▶ **Document excerpt**:
Looks like bailouts don’t work

Conservative Republicans regularly accuse liberal Democrats to trying to solve problems by throwing money at them. The Federal Reserve has been throwing billions into the banking system to stabilize the credit markets and no one has been complaining about it.

This week the Fed participated in an unprecedented global rate cut: An orchestrated cut in interest rates with 20 other nations in an attempt to encourage financial institutions to borrow from their central banks and begin making loans to credit-starved businesses.

And the U.S. Treasury said it would begin to tap the $700 billion in bailout money to buy ownership shares in willing banks. The theory is that banks wouldn’t be so afraid to make loans if the government is in partnership with them.

The Fed also cut its key interest rate to 1.5 percent. That rate was as high as 5.25 percent just two years ago, and it’s hard to believe that just this spring the Fed was more worried about inflation rather than the deflating economy we have this fall.

▶ **Objective**:
Rewrite the bailouts piece from "The Fed also" down to "have this fall.", replacing "this spring" with "this summer".

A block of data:

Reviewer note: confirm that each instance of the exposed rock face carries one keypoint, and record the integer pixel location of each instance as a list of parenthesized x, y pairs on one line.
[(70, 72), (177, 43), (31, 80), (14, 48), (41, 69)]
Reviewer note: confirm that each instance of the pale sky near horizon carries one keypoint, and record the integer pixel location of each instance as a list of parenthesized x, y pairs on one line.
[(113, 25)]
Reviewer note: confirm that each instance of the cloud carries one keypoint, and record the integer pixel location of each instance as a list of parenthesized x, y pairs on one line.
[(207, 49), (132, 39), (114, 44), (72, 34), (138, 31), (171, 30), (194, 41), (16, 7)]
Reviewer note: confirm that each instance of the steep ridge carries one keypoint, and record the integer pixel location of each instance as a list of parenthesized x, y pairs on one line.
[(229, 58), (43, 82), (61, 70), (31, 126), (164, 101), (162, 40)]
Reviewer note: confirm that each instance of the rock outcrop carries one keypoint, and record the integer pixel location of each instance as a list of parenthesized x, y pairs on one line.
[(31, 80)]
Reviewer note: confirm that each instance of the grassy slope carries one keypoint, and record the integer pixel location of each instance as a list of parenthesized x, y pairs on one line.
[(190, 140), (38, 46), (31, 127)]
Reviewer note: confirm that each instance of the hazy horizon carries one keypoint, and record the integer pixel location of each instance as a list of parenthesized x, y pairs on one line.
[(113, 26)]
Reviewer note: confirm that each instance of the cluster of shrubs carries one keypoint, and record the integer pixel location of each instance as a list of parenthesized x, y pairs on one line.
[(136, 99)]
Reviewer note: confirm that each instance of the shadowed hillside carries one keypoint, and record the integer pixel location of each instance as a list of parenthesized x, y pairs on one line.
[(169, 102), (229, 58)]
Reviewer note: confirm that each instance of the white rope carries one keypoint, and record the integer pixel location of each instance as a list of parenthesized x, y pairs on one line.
---
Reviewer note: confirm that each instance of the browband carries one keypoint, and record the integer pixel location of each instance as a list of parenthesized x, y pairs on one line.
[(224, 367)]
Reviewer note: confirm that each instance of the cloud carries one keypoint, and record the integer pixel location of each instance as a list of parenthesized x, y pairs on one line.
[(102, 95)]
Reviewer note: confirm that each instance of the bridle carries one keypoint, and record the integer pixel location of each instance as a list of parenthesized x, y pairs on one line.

▶ **Response to this exercise**:
The Fed also cut its key interest rate to 1.5 percent. That rate was as high as 5.25 percent just two years ago, and it’s hard to believe that just this summer the Fed was more worried about inflation rather than the deflating economy we have this fall.